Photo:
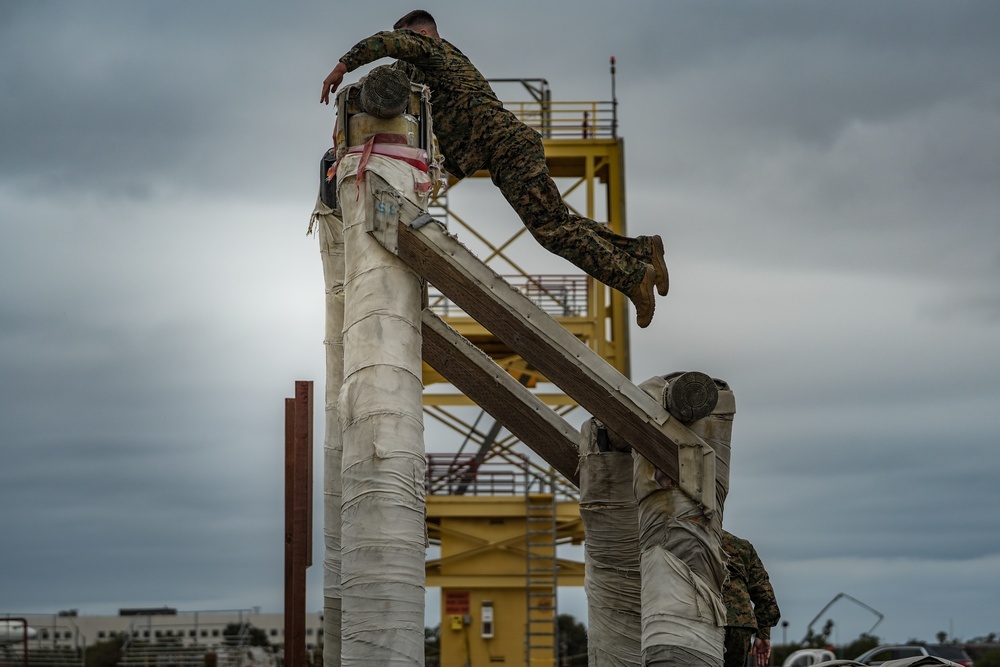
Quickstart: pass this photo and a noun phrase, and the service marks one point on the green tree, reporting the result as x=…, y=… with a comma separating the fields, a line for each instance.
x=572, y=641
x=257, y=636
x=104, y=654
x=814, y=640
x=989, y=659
...
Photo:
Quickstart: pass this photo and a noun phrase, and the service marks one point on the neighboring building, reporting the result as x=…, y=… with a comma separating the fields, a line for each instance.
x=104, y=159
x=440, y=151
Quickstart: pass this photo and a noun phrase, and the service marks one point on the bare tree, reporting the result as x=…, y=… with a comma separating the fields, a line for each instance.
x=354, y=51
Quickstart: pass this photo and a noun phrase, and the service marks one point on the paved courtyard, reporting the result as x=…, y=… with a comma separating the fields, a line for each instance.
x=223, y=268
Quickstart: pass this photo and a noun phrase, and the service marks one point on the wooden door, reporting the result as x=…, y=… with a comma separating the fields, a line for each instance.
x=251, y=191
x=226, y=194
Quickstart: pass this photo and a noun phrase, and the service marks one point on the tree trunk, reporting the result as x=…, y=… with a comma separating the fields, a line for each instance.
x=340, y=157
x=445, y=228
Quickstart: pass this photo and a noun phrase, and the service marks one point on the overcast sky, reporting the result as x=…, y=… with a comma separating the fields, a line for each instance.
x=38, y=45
...
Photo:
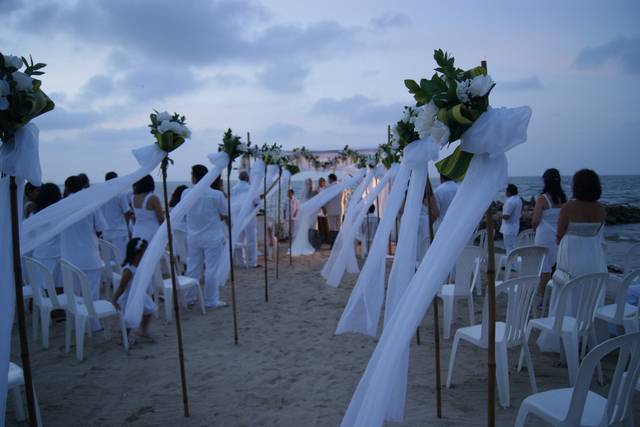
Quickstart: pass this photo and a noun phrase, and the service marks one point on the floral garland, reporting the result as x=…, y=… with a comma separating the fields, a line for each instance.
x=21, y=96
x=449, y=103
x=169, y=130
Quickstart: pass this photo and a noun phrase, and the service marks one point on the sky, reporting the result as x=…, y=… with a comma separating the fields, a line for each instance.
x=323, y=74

** WHAT THE EXERCISE ASKS **
Rescale the lines from the one holding "the sky, reporting" through the one holding "x=323, y=74", inclusive, copying each in full and changing only the answer coordinates, which are multiplied by 0.5 and rounded to whole numbers with halves going up. Return those lines alone.

** EXPECTED ANSWER **
Quickstart: pass this photo and a noun phrase, and the service marks one point on the sky, reporting the result as x=…, y=… with a comma separating the fields, a line for each instance.
x=162, y=37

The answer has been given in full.